• _Document excerpt_:
►
12 oz. fresh shucked garden peas
2 cups fresh garden spinach
1/3 cup fresh chopped garden mint
1/4 cup fresh garden basil leaves
1 small red chili pepper, seeded & minced
A pinch of smoked paprika
4 fl. oz. 35% cream
Extra Virgin Olive Oil – as needed
1 cup minced garden spring white onion
1 clove garden garlic, whole & smashed
Salt and pepper – to taste
4 ½ cups vegetable stock

Method:

  1. Coat the bottom of a heavy bottomed sauce pot with olive oil.
  2. Add garden onions, garlic clove and a pinch of salt – slowly cook over low heat until translucent.
  3. In a boiling pot of salted water, add 8 oz. of shucked peas – blanch for 40 seconds, then transfer to ice water to rapidly cool.  Drain and set aside – do the same for the entire lot of spinach.
  4. Add remaining raw peas to the onion & garlic mixture and cook on low heat for 5 minutes. Add your vegetable stock, salt & pepper and bring to a simmer for an additional 10-12 minutes.  Remove from heat and cool to room temperature.
  5. Blend broth with raw peas, minced chili pepper, cooked spinach, herbs, cream and smoked paprika (this might have to be done in batches as you want the soup to be silky and smooth – adjust seasoning if needed).
  6. Cool soup in the refrigerator for at least 2 hours, as you want this soup to be chilled when served.  Serves 4 to 6 guests.
◄
[Entries from a dataset]
►
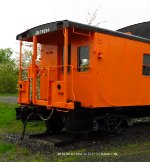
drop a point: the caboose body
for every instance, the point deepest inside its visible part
(90, 78)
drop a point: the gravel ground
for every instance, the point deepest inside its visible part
(140, 133)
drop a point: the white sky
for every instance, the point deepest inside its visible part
(18, 15)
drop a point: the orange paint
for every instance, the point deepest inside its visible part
(113, 76)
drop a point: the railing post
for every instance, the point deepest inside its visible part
(20, 62)
(65, 62)
(34, 56)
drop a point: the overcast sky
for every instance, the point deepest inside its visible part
(18, 15)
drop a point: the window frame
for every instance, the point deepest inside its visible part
(146, 65)
(79, 64)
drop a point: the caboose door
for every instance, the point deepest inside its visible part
(49, 71)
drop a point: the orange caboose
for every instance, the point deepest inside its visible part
(86, 78)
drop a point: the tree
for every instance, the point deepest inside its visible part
(91, 17)
(8, 72)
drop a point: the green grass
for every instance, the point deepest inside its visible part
(5, 147)
(12, 152)
(8, 94)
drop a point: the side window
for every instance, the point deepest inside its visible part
(83, 58)
(69, 58)
(146, 64)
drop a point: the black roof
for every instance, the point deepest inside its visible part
(140, 29)
(53, 26)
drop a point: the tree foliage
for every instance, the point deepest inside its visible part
(8, 72)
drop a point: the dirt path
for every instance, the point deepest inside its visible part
(8, 99)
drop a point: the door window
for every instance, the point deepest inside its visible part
(83, 58)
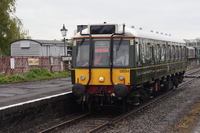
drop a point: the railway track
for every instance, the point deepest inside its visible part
(94, 124)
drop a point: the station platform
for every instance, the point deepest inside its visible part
(15, 94)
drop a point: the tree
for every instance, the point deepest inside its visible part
(11, 27)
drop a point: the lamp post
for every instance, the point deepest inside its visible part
(64, 33)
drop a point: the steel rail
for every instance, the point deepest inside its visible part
(61, 125)
(123, 116)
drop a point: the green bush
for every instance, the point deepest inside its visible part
(33, 74)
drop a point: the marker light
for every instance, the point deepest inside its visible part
(121, 77)
(101, 79)
(82, 77)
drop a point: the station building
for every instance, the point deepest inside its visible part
(28, 47)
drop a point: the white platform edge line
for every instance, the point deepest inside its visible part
(35, 100)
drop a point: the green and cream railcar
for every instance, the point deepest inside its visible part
(153, 62)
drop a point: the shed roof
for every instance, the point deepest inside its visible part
(41, 42)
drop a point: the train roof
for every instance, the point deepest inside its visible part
(133, 32)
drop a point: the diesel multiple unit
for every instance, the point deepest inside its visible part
(114, 65)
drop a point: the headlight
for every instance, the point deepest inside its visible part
(121, 77)
(82, 77)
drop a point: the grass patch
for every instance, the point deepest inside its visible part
(33, 74)
(186, 124)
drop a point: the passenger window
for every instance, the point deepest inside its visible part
(162, 49)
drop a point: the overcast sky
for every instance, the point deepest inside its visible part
(45, 18)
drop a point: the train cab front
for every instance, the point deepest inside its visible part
(101, 65)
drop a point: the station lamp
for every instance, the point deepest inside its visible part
(64, 33)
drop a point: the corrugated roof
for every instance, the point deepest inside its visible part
(49, 41)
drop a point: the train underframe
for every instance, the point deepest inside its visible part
(105, 96)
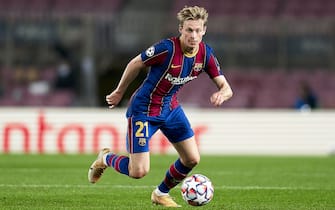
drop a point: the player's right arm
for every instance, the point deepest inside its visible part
(130, 73)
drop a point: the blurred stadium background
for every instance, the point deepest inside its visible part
(63, 53)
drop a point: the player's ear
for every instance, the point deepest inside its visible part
(204, 31)
(180, 28)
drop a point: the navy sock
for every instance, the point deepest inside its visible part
(118, 162)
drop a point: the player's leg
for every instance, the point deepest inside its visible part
(179, 132)
(189, 157)
(136, 165)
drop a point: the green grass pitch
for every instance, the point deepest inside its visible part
(241, 182)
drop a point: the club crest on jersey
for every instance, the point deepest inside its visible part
(150, 51)
(142, 142)
(197, 67)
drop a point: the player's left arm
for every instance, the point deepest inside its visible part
(224, 93)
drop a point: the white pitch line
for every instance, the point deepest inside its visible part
(147, 186)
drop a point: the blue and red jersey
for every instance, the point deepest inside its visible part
(170, 69)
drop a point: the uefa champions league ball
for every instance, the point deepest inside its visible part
(197, 190)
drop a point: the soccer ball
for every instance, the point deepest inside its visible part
(197, 190)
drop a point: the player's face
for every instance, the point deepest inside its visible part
(192, 32)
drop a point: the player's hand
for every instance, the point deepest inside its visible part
(219, 97)
(113, 99)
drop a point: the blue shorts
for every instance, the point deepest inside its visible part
(175, 126)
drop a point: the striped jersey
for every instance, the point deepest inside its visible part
(170, 69)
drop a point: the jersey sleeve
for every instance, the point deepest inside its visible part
(156, 54)
(212, 68)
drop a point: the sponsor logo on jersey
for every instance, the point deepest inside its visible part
(179, 80)
(197, 67)
(150, 51)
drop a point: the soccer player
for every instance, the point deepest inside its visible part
(173, 62)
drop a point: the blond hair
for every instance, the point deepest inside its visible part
(192, 13)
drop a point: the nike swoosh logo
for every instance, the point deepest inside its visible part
(175, 66)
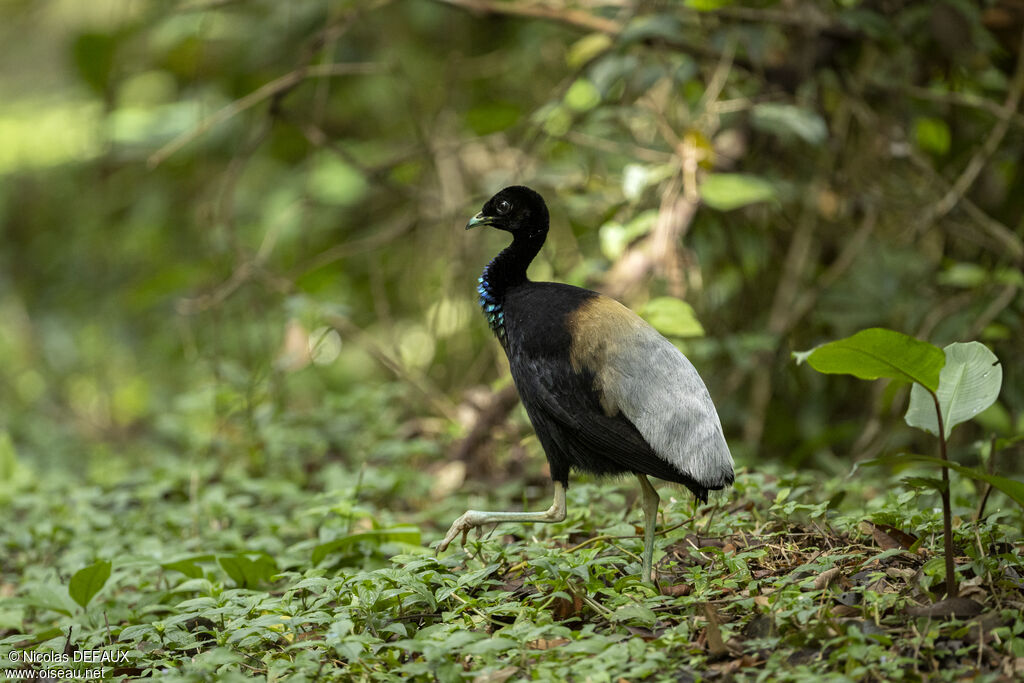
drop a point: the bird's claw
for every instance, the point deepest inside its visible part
(461, 525)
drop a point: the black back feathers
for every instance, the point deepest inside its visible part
(604, 391)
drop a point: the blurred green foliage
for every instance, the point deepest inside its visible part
(196, 194)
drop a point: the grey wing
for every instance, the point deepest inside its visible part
(658, 389)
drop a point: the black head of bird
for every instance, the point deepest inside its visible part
(605, 392)
(517, 210)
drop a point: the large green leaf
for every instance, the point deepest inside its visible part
(726, 191)
(969, 383)
(88, 581)
(877, 352)
(1012, 487)
(673, 317)
(402, 535)
(791, 121)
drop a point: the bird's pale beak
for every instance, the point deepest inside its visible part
(478, 219)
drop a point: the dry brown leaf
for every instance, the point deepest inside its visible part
(825, 578)
(499, 676)
(890, 538)
(562, 609)
(547, 643)
(716, 645)
(960, 607)
(677, 590)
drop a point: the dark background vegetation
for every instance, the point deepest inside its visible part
(231, 245)
(185, 182)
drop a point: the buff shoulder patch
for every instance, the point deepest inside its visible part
(600, 329)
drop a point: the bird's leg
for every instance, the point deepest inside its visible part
(650, 501)
(471, 518)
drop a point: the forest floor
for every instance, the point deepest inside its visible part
(211, 572)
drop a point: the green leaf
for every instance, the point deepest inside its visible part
(188, 565)
(88, 581)
(726, 191)
(791, 121)
(615, 238)
(93, 54)
(406, 535)
(334, 181)
(932, 135)
(1012, 487)
(969, 383)
(583, 95)
(877, 352)
(248, 572)
(673, 317)
(587, 48)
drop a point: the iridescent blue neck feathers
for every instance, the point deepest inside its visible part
(491, 303)
(506, 271)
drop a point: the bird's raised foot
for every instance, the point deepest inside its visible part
(463, 524)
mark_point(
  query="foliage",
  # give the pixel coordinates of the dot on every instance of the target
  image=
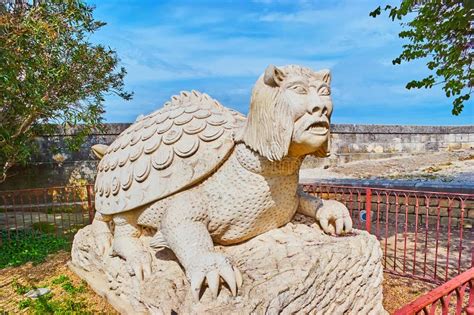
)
(26, 247)
(52, 78)
(72, 302)
(440, 31)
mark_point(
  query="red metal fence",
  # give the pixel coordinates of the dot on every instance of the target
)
(424, 235)
(442, 297)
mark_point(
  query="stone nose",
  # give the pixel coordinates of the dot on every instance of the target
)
(317, 107)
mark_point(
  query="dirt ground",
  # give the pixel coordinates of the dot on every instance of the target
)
(456, 167)
(397, 291)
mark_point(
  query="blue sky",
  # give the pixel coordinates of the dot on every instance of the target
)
(221, 47)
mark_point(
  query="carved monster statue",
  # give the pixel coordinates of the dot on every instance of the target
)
(198, 173)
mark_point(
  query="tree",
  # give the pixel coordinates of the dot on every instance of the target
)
(51, 75)
(441, 32)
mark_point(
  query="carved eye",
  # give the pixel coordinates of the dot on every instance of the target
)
(299, 89)
(324, 91)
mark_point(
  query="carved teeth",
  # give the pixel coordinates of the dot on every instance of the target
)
(320, 127)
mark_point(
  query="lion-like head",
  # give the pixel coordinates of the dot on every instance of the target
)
(290, 112)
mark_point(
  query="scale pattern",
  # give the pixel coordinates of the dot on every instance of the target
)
(190, 136)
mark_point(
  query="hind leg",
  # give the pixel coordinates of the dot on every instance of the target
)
(127, 245)
(184, 230)
(102, 233)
◄
• _Stated task 1_: In the pea soup recipe, for how long are the shucked peas blanched?
• _Stated task 2_: Swap "vegetable stock" for "chicken stock" and rewrite the pea soup recipe passage that opens with "4. Add remaining" and closes with "seasoning if needed).".

• _Exercise answer 1_: 40 seconds

• _Exercise answer 2_:
4. Add remaining raw peas to the onion & garlic mixture and cook on low heat for 5 minutes. Add your chicken stock, salt & pepper and bring to a simmer for an additional 10-12 minutes.  Remove from heat and cool to room temperature.
  5. Blend broth with raw peas, minced chili pepper, cooked spinach, herbs, cream and smoked paprika (this might have to be done in batches as you want the soup to be silky and smooth – adjust seasoning if needed).